Task: Your job is to set down the listing again exactly as it stands.
◆ ◆ ◆ ◆ ◆
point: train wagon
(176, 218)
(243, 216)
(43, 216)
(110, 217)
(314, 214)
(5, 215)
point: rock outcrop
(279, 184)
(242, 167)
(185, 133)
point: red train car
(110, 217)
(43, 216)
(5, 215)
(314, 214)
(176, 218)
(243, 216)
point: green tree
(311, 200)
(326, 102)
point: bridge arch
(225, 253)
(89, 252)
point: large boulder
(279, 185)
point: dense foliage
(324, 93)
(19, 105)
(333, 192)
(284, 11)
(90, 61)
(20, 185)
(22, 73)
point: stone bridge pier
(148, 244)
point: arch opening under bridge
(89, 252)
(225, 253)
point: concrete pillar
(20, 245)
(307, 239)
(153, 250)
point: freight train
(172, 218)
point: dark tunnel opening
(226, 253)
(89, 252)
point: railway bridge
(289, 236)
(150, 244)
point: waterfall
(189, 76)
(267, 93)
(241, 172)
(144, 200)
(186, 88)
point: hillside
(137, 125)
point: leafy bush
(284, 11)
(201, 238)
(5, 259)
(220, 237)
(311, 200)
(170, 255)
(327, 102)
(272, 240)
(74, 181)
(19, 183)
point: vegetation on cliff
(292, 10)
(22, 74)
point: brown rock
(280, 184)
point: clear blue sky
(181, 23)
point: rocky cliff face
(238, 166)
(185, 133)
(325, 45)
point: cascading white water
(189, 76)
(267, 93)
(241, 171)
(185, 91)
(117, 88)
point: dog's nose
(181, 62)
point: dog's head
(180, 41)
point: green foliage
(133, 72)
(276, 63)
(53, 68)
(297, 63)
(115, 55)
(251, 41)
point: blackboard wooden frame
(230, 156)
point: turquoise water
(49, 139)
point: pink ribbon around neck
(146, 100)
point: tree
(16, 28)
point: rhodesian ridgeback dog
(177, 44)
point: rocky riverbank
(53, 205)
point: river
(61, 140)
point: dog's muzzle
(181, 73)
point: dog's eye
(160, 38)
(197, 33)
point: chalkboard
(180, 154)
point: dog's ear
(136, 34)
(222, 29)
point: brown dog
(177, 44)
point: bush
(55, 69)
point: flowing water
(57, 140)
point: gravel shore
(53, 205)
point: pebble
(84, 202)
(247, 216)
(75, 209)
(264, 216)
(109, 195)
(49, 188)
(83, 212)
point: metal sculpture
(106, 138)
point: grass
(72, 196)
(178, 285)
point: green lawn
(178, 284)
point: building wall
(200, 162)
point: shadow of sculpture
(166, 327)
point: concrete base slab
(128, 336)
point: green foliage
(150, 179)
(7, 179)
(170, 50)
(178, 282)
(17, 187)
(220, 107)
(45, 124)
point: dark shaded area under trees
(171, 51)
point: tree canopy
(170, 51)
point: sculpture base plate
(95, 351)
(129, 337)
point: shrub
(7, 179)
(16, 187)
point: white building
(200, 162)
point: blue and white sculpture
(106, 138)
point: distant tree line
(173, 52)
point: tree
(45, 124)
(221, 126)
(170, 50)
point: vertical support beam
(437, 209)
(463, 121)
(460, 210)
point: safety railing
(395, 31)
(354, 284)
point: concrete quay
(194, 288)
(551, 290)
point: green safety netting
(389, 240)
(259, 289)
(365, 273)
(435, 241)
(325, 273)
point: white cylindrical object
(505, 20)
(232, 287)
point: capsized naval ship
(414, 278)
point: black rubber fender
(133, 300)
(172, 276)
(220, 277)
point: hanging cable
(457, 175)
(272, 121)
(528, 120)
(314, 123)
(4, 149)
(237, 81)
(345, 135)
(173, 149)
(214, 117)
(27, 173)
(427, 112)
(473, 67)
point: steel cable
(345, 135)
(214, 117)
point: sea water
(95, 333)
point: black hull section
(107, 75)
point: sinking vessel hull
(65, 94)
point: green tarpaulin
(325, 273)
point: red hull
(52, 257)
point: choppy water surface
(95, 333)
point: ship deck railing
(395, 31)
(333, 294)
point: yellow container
◆ ◆ ◆ ◆ ◆
Output for this exercise:
point: train wagon
(176, 218)
(243, 216)
(43, 216)
(110, 217)
(314, 214)
(5, 215)
point: rock outcrop
(279, 184)
(242, 167)
(185, 133)
point: red train car
(110, 217)
(43, 216)
(5, 215)
(314, 214)
(176, 218)
(243, 216)
point: green tree
(311, 200)
(326, 102)
point: bridge arch
(225, 253)
(89, 252)
point: large boulder
(279, 185)
point: dense foliage
(324, 93)
(19, 105)
(333, 192)
(284, 11)
(90, 61)
(20, 185)
(22, 73)
point: stone bridge pier
(148, 244)
point: arch opening under bridge
(89, 252)
(225, 253)
point: concrete pillar
(20, 245)
(307, 239)
(153, 250)
point: freight train
(172, 218)
point: dark tunnel opening
(226, 253)
(89, 252)
point: railway bridge
(289, 236)
(150, 244)
point: waterfall
(189, 76)
(267, 93)
(241, 172)
(144, 200)
(186, 88)
point: hillside
(137, 125)
point: leafy bush
(284, 11)
(201, 238)
(5, 259)
(220, 237)
(311, 200)
(170, 255)
(327, 102)
(272, 240)
(74, 181)
(19, 183)
point: vegetation on cliff
(292, 10)
(22, 74)
point: brown rock
(280, 184)
point: clear blue sky
(181, 23)
point: rocky cliff face
(238, 166)
(185, 133)
(325, 45)
point: cascading white water
(189, 76)
(267, 93)
(241, 171)
(185, 91)
(117, 88)
point: dog's nose
(181, 62)
point: dog's head
(180, 41)
point: green foliage
(133, 72)
(276, 63)
(53, 68)
(297, 63)
(115, 55)
(251, 41)
point: blackboard wooden frame
(230, 156)
point: turquoise water
(49, 139)
point: pink ribbon around neck
(146, 100)
point: tree
(16, 28)
point: rhodesian ridgeback dog
(177, 44)
point: rocky riverbank
(53, 205)
point: river
(61, 140)
point: dog's muzzle
(181, 73)
point: dog's eye
(160, 38)
(197, 33)
point: chalkboard
(180, 154)
point: dog's ear
(136, 34)
(222, 29)
point: brown dog
(177, 44)
point: bush
(55, 69)
point: flowing water
(57, 140)
point: gravel shore
(53, 205)
point: pebble
(84, 202)
(247, 216)
(75, 209)
(264, 216)
(109, 195)
(49, 188)
(83, 212)
point: metal sculpture
(106, 138)
point: grass
(72, 196)
(178, 285)
point: green lawn
(178, 284)
point: building wall
(200, 162)
point: shadow of sculpture
(166, 327)
point: concrete base slab
(128, 336)
point: green foliage
(150, 179)
(7, 179)
(170, 50)
(178, 282)
(17, 187)
(220, 107)
(45, 124)
point: dark shaded area under trees
(171, 51)
point: tree canopy
(170, 51)
point: sculpture base plate
(95, 351)
(129, 337)
point: shrub
(7, 179)
(16, 187)
point: white building
(200, 162)
point: blue and white sculpture
(106, 138)
point: distant tree line
(173, 52)
point: tree
(45, 124)
(221, 126)
(170, 50)
point: vertical support beam
(437, 209)
(463, 121)
(460, 210)
point: safety railing
(395, 31)
(354, 284)
point: concrete quay
(194, 288)
(551, 290)
point: green safety netting
(389, 240)
(259, 289)
(365, 273)
(435, 241)
(325, 273)
point: white cylindrical object
(505, 20)
(232, 287)
point: capsized naval ship
(414, 278)
point: black rubber fender
(133, 300)
(172, 276)
(220, 277)
point: hanging cable
(457, 175)
(272, 121)
(528, 120)
(314, 123)
(4, 149)
(237, 81)
(345, 135)
(173, 149)
(214, 117)
(27, 173)
(427, 112)
(473, 67)
point: steel cable
(345, 135)
(214, 117)
point: sea water
(95, 333)
point: black hull section
(107, 75)
point: sinking vessel hull
(65, 94)
point: green tarpaulin
(325, 273)
point: red hull
(52, 257)
point: choppy water surface
(95, 333)
point: ship deck railing
(395, 31)
(333, 294)
point: yellow container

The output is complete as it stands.